> DIRECTION:
How many lines in the rows below contain the string "support", counting only matches of the same case? Reply with the number alone.

> EXERCISE MATERIALS:
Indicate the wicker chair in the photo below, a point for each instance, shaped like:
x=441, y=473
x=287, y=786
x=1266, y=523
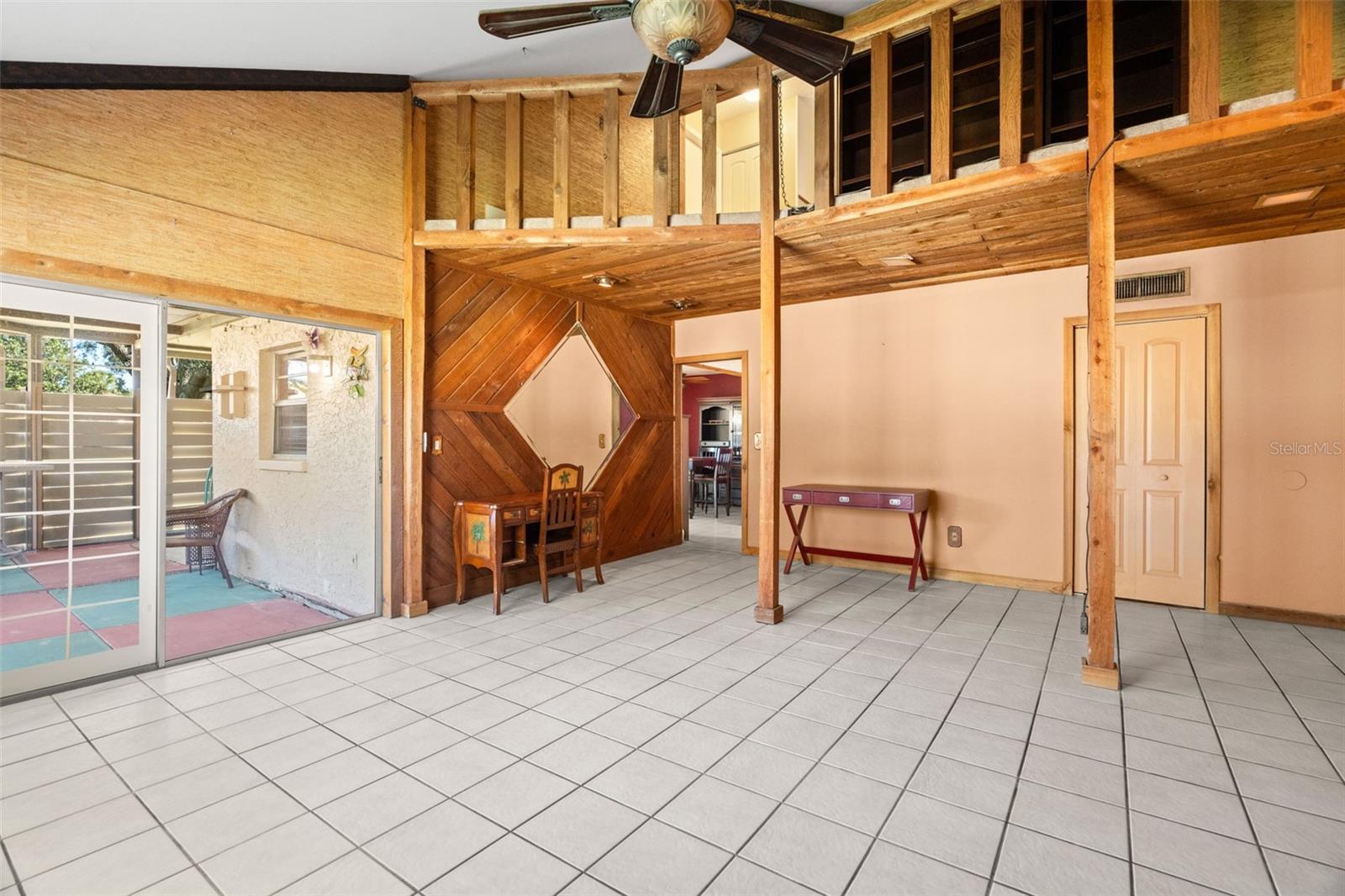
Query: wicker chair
x=201, y=530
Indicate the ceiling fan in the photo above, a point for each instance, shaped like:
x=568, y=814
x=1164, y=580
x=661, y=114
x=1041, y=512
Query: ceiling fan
x=683, y=31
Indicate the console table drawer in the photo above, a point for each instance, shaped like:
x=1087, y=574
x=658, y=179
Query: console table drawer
x=847, y=499
x=898, y=502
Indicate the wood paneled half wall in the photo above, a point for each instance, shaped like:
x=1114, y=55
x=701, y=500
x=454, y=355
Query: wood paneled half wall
x=484, y=338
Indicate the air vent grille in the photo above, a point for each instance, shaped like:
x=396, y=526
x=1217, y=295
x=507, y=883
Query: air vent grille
x=1156, y=284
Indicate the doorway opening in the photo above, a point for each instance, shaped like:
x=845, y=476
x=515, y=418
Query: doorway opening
x=710, y=472
x=1168, y=456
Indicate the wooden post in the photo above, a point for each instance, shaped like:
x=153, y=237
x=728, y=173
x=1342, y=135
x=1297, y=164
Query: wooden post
x=611, y=158
x=1100, y=667
x=768, y=609
x=513, y=161
x=709, y=155
x=1203, y=60
x=662, y=174
x=466, y=161
x=880, y=114
x=414, y=365
x=941, y=96
x=562, y=161
x=822, y=134
x=1010, y=84
x=1313, y=47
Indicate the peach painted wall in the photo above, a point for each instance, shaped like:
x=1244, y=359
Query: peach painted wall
x=959, y=387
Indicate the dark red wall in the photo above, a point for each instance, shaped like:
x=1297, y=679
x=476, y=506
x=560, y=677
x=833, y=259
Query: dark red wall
x=717, y=387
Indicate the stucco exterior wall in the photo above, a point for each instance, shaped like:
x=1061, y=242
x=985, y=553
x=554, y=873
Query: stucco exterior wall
x=311, y=533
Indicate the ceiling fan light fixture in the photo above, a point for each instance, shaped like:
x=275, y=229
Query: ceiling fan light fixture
x=683, y=31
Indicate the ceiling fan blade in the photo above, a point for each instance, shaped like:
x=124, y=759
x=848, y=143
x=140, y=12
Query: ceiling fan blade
x=528, y=20
x=661, y=91
x=807, y=54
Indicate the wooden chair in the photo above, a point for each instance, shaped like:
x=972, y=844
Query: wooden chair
x=202, y=532
x=560, y=525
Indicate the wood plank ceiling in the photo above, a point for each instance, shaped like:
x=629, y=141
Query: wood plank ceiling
x=1026, y=219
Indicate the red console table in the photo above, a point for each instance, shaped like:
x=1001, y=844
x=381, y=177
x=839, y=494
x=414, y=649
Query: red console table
x=907, y=501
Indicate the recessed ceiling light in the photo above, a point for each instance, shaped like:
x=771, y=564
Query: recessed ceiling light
x=1288, y=198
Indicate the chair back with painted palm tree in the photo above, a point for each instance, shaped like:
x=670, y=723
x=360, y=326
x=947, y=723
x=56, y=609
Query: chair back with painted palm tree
x=562, y=495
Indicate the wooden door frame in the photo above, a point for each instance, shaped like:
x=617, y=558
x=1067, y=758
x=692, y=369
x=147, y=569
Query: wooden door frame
x=1214, y=437
x=679, y=463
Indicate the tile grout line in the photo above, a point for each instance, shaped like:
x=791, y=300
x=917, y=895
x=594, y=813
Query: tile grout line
x=1237, y=790
x=1022, y=761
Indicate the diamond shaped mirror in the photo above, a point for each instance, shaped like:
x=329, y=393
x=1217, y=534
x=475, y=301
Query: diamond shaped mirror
x=572, y=410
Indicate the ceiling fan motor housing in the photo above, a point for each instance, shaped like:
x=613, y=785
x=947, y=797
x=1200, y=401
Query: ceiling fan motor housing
x=683, y=31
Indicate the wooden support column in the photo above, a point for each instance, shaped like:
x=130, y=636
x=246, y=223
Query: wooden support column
x=768, y=609
x=611, y=158
x=709, y=155
x=562, y=161
x=1100, y=667
x=513, y=161
x=1203, y=60
x=880, y=114
x=662, y=172
x=1313, y=47
x=941, y=96
x=1010, y=82
x=466, y=161
x=414, y=365
x=822, y=134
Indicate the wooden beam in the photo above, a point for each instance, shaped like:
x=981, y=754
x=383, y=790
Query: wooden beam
x=1203, y=60
x=880, y=116
x=414, y=365
x=611, y=158
x=709, y=155
x=562, y=161
x=466, y=161
x=768, y=609
x=662, y=172
x=824, y=134
x=1100, y=663
x=514, y=161
x=1010, y=82
x=941, y=96
x=689, y=235
x=1313, y=47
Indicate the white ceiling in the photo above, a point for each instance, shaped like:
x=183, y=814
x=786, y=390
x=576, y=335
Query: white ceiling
x=435, y=40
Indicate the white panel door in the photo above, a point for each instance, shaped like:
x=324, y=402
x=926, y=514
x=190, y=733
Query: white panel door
x=740, y=175
x=1160, y=461
x=82, y=434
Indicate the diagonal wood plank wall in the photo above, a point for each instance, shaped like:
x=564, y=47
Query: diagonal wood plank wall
x=484, y=338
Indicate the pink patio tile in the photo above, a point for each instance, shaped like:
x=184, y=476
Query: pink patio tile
x=50, y=623
x=215, y=629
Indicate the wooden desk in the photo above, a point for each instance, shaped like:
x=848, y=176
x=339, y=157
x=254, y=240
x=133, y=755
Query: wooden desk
x=891, y=498
x=494, y=533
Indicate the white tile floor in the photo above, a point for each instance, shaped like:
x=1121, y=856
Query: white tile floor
x=649, y=737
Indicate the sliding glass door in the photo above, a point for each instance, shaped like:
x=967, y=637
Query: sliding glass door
x=81, y=463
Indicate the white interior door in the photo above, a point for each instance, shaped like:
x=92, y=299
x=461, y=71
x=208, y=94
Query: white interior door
x=1160, y=461
x=740, y=175
x=81, y=515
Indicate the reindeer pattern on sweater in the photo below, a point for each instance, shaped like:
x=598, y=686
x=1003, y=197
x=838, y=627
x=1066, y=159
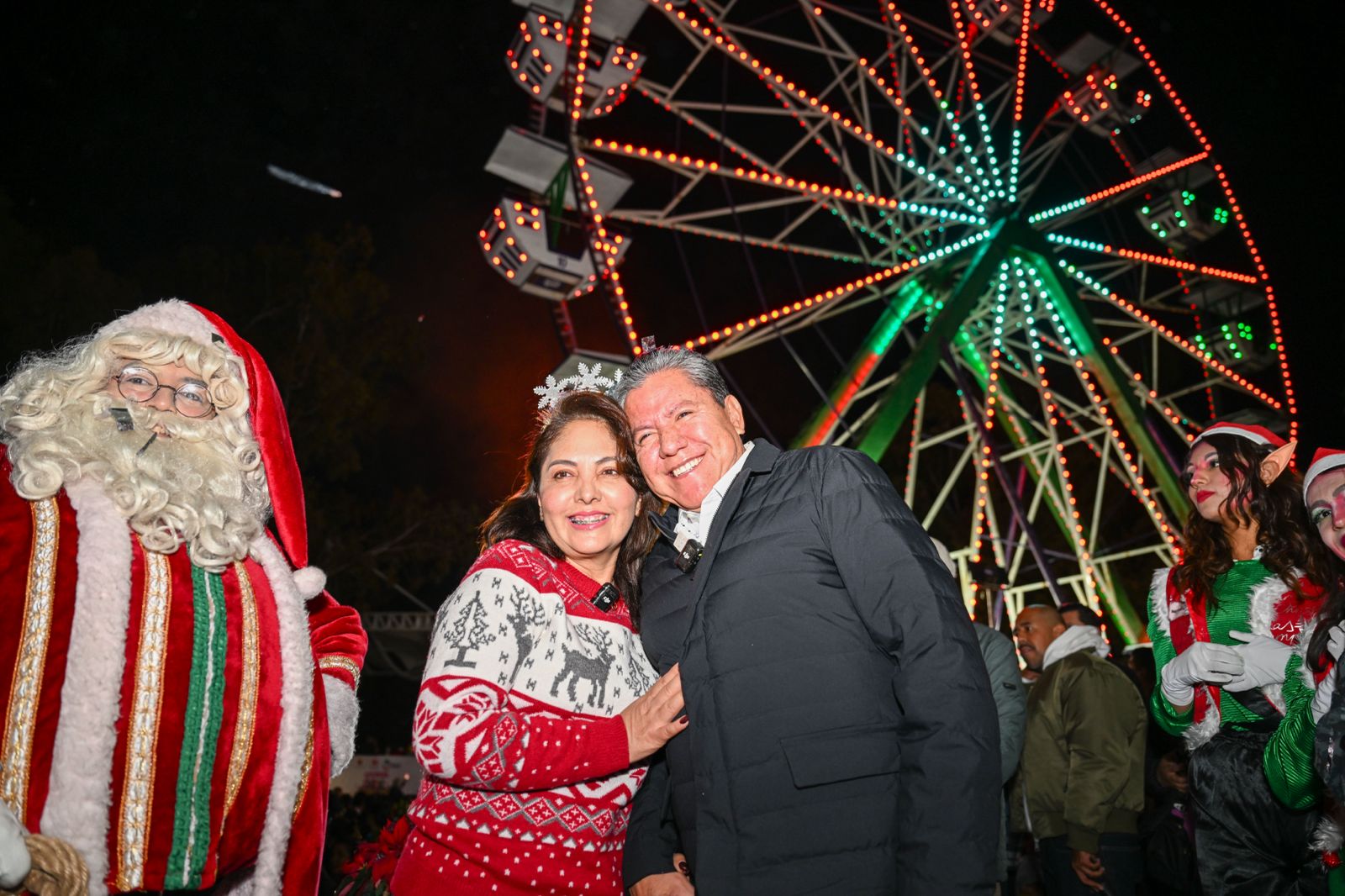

> PROBLEM SOLUTION:
2